**WORK ORDER:** Reproduce exactly, from the data that follows, the line with "Query: ford dealer sign", the line with "Query: parked car in background", and every line that lies between them.

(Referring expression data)
══════════

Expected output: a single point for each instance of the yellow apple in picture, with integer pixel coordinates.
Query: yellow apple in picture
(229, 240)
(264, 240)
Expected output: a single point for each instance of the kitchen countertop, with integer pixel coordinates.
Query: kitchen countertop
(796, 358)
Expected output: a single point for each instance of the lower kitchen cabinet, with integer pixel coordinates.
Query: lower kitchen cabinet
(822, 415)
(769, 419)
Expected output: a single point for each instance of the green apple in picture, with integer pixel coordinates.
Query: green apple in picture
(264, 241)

══════════

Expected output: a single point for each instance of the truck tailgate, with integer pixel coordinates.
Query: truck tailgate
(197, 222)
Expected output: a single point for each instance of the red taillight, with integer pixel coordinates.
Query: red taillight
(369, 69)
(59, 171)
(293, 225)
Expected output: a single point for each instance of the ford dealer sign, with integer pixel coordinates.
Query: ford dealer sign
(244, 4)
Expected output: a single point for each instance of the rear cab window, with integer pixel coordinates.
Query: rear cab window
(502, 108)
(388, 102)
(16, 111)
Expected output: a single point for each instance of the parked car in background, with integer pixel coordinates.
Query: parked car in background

══════════

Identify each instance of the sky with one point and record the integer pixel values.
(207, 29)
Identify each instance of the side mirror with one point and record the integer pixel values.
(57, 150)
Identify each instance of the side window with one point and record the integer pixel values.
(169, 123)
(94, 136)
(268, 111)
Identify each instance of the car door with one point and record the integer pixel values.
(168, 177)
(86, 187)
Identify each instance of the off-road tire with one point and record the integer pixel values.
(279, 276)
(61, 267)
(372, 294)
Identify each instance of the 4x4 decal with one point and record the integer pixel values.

══════════

**SOLVED EXERCISE:**
Query: ford dealer sign
(244, 4)
Expected output: a single point for each instance of the rear cab window, with integer pixel coordinates.
Query: rear cab window
(502, 108)
(388, 102)
(16, 111)
Expected output: a single point for each instance of the parked car in background, with integer pixel coordinates.
Query: parked car in background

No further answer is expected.